Study text section start
You heard the advice numerous times; take advantage of your employer’s retirement account. Max out that 401(k), especially the Traditional 401(k) as you will get a tax break today while being in a lower tax bracket later in life. The problem, though, once you apply federal law in retirement you will ultimately be taxed three different ways in retirement.
The federal laws that you are not planning for are:
- You must accept Medicare when eligible in order to receive your Social Security benefit.
- Medicare is means tested through the Income Related Monthly Adjustment Amount (IRMAA).
- Income is defined to include that Traditional 401(k) as well as your Social Security benefit.
- The bulk of your Medicare premiums are deducted from your Social Security benefit.
Get it yet?
Once you are 65 or older and no longer covered by creditable health insurance through an employer or spouse’s employer you must enroll into Medicare.
Not only is Medicare not free, it has surcharges for those who generate too much income that start at 40% and range as high as 240% for Part B and Part D premiums, which you must have.
First Tax:
At age 70.5 you will have to take a required minimum distribution (RMD) from that Traditional 401(k) which will be taxed as income.
Second Tax:
That income, as well as your Social Security benefit will be used against you to ensure that you reach at least one of Medicare’s IRMAA brackets, which is another tax.
Third Tax:
Once you are taxed through IRMAA this amount will be deducted directly from your Social Security benefit, thus giving you even less of that benefit in retirement, which, of course, is yet another tax.
Study text section end
Data provided section start
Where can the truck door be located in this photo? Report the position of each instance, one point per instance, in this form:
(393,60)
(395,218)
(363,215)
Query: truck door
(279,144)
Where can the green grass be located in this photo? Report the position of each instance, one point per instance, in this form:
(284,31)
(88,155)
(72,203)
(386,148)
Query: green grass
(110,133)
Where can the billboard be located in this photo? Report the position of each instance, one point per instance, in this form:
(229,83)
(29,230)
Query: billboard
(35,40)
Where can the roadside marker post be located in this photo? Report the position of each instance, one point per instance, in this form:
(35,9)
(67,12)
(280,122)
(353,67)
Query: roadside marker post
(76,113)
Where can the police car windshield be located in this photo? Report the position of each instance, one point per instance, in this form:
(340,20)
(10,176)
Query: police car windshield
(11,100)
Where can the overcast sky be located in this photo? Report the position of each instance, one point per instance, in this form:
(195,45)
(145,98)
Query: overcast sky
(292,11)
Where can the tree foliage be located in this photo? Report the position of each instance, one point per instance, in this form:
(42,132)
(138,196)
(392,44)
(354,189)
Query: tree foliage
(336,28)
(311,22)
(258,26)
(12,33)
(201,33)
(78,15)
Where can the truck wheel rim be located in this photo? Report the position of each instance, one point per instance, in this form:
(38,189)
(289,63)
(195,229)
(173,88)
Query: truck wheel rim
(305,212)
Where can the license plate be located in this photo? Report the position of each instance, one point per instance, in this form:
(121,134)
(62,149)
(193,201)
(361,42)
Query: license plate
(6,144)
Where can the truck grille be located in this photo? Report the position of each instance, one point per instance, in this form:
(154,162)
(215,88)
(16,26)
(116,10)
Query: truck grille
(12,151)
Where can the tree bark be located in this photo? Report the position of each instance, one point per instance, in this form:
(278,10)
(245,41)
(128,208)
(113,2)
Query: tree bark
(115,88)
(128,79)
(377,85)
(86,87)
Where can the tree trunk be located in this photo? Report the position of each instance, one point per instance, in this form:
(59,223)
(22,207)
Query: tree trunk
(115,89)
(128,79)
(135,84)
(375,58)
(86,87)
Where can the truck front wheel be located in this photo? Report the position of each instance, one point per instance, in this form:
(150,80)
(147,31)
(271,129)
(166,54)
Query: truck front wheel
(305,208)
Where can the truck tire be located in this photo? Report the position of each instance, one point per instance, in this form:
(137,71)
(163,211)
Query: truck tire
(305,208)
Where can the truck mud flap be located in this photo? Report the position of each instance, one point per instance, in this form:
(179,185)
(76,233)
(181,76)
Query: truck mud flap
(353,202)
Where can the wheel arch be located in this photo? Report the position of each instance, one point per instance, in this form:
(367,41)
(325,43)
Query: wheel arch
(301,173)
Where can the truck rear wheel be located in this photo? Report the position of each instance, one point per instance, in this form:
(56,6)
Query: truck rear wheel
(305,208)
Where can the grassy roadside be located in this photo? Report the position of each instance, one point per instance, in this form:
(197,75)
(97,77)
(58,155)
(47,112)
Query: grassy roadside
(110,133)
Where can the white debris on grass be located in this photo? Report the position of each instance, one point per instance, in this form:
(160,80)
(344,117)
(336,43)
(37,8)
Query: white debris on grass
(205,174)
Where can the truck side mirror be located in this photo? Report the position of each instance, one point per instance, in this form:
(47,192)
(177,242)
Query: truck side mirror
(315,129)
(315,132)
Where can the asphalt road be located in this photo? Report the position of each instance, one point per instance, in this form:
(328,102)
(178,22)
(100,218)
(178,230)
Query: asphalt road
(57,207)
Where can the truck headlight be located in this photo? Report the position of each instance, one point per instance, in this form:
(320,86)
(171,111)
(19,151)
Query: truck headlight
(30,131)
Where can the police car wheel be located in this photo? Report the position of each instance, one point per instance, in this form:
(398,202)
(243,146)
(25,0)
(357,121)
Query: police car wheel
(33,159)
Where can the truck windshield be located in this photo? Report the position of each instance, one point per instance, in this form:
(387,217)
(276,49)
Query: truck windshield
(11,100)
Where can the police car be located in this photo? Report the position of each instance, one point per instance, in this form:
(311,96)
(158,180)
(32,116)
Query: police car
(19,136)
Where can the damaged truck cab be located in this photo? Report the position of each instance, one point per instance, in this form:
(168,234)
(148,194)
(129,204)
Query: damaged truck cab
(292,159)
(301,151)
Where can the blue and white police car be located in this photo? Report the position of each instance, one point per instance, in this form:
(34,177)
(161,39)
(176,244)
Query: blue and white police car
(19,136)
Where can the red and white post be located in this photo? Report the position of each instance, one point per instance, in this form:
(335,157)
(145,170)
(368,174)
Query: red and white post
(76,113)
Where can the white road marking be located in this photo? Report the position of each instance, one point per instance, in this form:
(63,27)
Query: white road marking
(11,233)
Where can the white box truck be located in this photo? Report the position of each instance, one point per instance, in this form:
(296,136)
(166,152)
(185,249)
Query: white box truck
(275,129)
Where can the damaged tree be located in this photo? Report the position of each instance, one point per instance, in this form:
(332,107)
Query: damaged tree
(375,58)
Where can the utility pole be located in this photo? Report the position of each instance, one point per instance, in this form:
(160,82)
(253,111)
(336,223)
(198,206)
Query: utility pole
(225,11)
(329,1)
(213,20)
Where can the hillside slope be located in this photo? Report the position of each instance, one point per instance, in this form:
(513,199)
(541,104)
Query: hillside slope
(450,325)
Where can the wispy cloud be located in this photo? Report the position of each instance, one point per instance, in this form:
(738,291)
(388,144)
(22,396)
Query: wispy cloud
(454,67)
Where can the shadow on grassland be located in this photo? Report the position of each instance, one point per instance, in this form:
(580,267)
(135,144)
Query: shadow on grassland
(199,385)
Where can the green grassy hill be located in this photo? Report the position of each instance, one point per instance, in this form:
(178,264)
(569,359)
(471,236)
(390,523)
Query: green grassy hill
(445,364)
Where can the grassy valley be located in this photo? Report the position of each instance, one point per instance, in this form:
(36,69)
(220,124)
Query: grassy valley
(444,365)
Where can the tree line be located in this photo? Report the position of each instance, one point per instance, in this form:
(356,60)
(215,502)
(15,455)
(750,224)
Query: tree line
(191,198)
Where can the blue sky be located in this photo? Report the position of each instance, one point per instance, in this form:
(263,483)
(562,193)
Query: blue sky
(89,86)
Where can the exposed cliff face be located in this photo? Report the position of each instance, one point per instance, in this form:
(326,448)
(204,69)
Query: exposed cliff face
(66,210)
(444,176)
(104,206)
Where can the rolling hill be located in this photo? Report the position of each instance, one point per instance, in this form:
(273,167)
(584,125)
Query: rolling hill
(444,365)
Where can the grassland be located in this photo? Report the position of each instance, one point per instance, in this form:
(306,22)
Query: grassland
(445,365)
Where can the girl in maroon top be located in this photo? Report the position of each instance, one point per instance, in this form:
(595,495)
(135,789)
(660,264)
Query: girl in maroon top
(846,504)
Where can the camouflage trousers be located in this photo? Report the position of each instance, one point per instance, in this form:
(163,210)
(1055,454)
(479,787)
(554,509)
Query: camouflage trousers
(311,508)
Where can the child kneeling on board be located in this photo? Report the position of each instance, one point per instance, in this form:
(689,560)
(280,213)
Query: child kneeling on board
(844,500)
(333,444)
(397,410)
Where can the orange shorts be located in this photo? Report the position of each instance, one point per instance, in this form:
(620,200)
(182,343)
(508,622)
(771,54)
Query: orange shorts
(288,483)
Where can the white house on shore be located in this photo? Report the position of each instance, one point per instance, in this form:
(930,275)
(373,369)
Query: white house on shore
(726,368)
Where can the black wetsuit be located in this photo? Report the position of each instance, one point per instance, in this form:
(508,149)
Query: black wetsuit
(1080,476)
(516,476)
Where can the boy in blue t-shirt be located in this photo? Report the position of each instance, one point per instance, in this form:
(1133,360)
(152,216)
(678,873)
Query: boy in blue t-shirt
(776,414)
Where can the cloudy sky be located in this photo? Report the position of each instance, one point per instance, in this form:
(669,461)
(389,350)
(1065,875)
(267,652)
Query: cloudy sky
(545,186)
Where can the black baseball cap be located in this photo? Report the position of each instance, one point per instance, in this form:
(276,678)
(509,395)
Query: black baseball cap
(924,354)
Data provided section end
Data provided section start
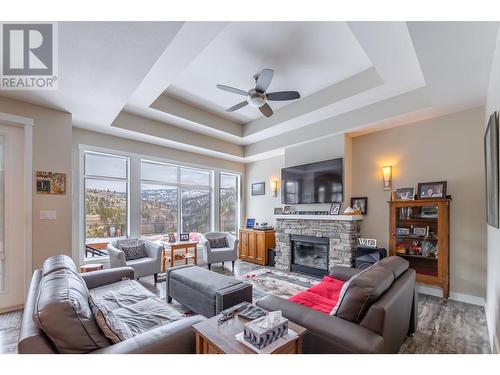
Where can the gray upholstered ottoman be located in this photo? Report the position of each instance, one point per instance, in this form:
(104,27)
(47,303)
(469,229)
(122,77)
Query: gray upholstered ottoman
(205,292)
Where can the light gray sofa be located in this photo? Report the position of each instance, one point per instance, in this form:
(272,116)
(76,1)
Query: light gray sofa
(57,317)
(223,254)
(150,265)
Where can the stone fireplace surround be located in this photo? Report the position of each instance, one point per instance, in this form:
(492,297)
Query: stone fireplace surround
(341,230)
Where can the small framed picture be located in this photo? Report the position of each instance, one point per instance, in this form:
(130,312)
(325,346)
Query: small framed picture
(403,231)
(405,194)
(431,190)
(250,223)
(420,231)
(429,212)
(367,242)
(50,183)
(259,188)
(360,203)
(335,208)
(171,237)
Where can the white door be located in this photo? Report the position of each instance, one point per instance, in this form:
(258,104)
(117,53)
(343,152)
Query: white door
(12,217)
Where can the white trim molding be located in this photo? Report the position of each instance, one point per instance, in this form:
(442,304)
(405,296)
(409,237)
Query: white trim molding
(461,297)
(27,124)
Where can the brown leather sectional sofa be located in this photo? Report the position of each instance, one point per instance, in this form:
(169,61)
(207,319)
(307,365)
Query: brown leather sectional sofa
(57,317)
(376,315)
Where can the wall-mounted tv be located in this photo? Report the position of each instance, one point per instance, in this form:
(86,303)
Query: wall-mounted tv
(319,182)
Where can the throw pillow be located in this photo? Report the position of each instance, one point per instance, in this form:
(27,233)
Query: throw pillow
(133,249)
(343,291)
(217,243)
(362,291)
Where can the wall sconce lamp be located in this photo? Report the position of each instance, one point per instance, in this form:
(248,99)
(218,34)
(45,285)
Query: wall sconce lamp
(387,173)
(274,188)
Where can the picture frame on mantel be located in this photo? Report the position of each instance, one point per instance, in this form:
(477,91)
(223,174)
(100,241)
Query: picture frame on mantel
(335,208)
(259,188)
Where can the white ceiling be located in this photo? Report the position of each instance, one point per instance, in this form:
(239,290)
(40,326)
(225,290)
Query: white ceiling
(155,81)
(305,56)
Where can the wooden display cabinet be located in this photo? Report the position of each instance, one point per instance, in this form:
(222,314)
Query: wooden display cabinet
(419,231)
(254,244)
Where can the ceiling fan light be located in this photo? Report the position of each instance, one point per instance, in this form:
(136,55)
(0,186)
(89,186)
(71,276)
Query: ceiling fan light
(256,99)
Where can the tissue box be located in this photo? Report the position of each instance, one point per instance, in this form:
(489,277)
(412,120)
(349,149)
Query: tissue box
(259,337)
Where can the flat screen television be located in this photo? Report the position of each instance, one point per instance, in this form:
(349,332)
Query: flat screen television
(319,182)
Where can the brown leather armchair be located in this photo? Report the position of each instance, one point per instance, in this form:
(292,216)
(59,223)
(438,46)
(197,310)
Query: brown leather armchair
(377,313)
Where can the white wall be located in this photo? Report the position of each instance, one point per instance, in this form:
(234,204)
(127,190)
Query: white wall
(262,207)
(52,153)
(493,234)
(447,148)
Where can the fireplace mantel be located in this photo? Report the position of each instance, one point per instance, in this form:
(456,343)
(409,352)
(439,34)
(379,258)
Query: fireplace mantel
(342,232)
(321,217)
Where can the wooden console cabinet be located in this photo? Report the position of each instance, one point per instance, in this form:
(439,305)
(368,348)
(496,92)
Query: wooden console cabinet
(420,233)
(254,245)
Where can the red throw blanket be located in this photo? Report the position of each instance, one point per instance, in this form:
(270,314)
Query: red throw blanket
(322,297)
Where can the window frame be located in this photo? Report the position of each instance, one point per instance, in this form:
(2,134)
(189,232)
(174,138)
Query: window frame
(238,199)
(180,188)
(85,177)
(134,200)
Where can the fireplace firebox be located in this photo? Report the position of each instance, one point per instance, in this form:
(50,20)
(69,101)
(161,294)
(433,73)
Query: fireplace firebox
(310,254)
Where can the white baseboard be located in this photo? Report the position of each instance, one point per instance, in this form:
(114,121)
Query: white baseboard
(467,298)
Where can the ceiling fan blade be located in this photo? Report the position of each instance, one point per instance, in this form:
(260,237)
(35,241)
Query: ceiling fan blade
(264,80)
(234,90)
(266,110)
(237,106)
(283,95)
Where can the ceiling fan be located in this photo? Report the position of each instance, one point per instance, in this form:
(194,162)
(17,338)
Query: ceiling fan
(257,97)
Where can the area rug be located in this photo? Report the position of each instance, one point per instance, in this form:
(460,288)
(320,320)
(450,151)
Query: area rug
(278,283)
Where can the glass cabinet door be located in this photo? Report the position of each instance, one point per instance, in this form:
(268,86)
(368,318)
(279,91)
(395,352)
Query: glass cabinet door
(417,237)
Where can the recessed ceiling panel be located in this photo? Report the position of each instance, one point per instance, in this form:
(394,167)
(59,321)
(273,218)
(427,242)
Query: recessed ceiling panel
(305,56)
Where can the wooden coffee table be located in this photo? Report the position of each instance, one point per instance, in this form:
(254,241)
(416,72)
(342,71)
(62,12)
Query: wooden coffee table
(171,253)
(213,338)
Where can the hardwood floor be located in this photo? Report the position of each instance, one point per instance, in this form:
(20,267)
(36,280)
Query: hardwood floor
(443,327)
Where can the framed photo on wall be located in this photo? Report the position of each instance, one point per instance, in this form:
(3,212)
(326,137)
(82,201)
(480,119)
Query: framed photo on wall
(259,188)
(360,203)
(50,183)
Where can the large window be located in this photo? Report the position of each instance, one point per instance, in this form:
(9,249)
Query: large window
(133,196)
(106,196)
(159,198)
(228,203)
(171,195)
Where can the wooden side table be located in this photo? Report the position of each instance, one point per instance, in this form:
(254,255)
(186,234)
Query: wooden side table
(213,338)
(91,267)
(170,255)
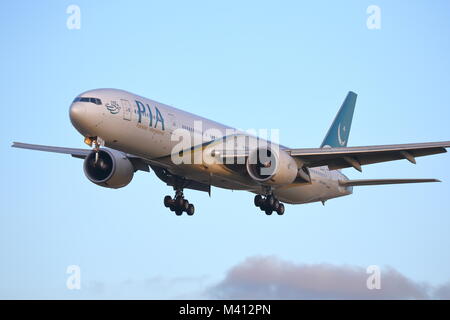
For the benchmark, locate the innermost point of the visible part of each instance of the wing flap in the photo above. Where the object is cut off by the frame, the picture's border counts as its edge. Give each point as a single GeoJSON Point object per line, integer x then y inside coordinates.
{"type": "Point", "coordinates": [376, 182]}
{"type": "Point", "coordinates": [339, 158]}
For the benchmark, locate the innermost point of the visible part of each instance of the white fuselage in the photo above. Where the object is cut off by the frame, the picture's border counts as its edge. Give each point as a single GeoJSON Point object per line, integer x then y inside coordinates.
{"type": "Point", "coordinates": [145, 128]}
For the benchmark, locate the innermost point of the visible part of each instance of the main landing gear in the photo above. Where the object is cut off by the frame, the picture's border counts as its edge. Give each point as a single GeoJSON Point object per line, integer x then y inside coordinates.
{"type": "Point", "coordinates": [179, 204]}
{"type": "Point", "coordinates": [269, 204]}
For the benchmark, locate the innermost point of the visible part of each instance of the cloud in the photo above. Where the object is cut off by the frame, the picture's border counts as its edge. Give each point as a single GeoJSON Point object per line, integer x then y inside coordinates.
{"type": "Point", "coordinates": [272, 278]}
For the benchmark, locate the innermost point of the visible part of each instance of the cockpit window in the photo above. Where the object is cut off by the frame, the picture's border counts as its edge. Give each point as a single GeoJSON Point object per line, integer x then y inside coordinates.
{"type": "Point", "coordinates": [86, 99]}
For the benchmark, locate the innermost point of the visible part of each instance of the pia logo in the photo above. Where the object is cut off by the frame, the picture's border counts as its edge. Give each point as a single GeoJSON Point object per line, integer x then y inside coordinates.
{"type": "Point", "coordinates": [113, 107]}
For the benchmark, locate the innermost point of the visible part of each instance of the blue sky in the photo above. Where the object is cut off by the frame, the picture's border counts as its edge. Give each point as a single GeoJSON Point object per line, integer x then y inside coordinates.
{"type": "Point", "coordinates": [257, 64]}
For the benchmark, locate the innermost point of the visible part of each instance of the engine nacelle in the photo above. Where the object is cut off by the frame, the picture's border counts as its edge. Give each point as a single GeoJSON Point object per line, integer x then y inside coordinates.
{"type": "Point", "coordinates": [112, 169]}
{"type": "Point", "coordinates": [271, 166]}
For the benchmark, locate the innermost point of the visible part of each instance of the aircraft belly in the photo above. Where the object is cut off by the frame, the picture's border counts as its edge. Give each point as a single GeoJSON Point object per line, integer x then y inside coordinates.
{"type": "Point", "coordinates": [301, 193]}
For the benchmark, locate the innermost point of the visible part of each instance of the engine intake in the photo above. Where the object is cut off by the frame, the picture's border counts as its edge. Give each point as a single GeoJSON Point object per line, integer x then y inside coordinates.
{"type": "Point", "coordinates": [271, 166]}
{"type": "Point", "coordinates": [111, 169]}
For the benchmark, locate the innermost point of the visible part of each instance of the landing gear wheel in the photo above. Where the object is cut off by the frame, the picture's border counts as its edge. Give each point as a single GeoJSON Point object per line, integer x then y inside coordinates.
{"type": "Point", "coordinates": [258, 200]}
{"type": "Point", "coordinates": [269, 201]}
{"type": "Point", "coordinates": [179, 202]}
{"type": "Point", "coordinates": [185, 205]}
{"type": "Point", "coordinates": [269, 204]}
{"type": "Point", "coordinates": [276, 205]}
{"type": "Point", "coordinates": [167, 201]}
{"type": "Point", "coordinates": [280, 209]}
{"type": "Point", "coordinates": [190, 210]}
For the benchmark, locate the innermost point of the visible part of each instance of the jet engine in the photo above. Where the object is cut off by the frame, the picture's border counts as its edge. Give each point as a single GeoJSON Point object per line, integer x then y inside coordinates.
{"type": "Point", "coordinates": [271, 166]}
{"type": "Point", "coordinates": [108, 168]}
Data provided section end
**Assignment:** According to the text on retirement taxes, at what age must a required minimum distribution be taken from a Traditional 401(k)?

**Output of the task:** At age 70.5.